Brief:
Give an exact reproduction of the lines from the one with "so basically I just need the box around the blue" to the final line of the entries below, both ends included, and omit the pictures.

Dataset excerpts:

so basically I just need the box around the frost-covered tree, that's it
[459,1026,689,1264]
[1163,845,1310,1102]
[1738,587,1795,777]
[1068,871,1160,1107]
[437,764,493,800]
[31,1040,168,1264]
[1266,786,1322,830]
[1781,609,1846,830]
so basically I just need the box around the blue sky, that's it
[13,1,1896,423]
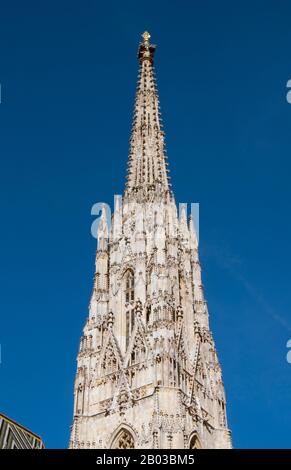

Task result:
so basically I just need the box around the blue sky, that's it
[13,1,1896,423]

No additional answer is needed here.